Written task: Return the listing below verbatim. Pictures do not belong in the copy.

Supplied material:

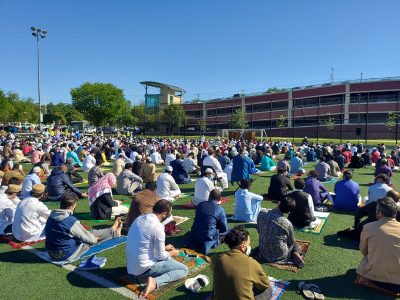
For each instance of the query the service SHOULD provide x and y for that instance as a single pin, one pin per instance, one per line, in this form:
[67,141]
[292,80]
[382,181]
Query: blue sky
[211,48]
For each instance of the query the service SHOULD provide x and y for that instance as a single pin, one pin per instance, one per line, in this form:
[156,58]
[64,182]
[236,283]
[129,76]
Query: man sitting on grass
[31,216]
[277,241]
[8,205]
[236,275]
[148,258]
[209,224]
[347,193]
[247,204]
[66,239]
[379,244]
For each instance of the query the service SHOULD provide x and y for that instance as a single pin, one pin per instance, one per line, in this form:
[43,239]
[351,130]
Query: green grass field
[330,261]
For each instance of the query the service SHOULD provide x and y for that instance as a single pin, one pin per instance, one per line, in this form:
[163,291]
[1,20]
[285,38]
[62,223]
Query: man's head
[162,209]
[208,172]
[245,184]
[68,200]
[238,238]
[64,168]
[394,195]
[386,208]
[12,191]
[299,183]
[38,190]
[215,195]
[313,173]
[151,185]
[347,174]
[36,170]
[286,205]
[382,178]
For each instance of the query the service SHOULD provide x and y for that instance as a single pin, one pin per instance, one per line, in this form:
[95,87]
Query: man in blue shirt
[247,204]
[209,224]
[347,193]
[29,181]
[296,165]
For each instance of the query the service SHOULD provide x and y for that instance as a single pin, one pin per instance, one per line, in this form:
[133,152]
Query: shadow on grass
[110,274]
[20,257]
[340,287]
[334,240]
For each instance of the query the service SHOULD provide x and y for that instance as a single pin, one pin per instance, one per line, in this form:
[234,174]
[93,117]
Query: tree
[100,103]
[275,90]
[281,122]
[202,125]
[391,121]
[329,123]
[239,120]
[175,116]
[6,107]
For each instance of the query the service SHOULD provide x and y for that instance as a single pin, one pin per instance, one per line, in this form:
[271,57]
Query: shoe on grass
[93,263]
[195,284]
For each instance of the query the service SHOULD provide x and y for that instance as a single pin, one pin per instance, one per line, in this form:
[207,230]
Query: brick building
[337,110]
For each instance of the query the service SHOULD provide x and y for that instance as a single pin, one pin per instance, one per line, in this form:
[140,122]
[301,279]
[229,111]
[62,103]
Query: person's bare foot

Solved exercise:
For each instance of the query the service SHOULD provide x and y for that instance as a single pin, one pin per instance, one per line, in this form:
[67,141]
[292,80]
[382,181]
Query: blue sky
[211,48]
For each instance of the query the service SHOULD provide x and y for that instance as a single pin, one pin per instance, one per line, in this form:
[156,58]
[64,182]
[236,283]
[129,76]
Query: man sitting on grass
[31,216]
[277,241]
[8,205]
[236,275]
[148,258]
[209,224]
[347,193]
[247,204]
[66,239]
[379,244]
For each instance of the query the service SHOULD provide x and y for that instance as a single pin, one pin per instance, one per line, in this form:
[43,239]
[351,130]
Query: green grass field
[330,261]
For each instance of the query the service SHOULD provide x and y for that instance as a single pin, one pin per instance, one per line, in this form:
[163,291]
[1,20]
[285,38]
[62,223]
Query: man's head
[162,209]
[208,172]
[245,184]
[68,200]
[238,238]
[64,168]
[394,195]
[386,208]
[12,191]
[299,183]
[38,190]
[215,195]
[313,173]
[151,185]
[347,174]
[36,170]
[286,205]
[382,178]
For each instance of the query the service SHOULD provide x and y for that instance as a single pin, one pin per instance, one per line, in this form:
[95,87]
Query: man in blue shirt
[247,204]
[209,224]
[347,193]
[29,181]
[296,165]
For each instance of the query the service SHOULD provide x and y for that instance as a single pin, one pin per instance, one per line, in this form:
[133,152]
Query: shadow on grass
[110,274]
[20,257]
[340,287]
[334,240]
For each instance of the query the service SHOULD provide x and y for that instance as a single pin, one pin per instance, one per line, in this form:
[234,174]
[93,117]
Query: tree
[100,103]
[275,90]
[281,122]
[202,125]
[391,121]
[329,123]
[239,120]
[175,116]
[6,107]
For each instance of the query the service SHOULD provide x and y for that instance as a single pin, one pin per instance, one per line, in this form:
[271,57]
Query: shoe on grass
[93,263]
[195,284]
For each instance of the query the service SHOULD provide x and y for that instance as a single pin, one pin per instance, one per line, in this form:
[207,230]
Query: brick building
[337,110]
For each instance of the query the service SHOULD provide x and y for that instance as a single pin, one pin per instance, one per line, in this form:
[140,122]
[301,279]
[229,111]
[62,103]
Query: person's bare foot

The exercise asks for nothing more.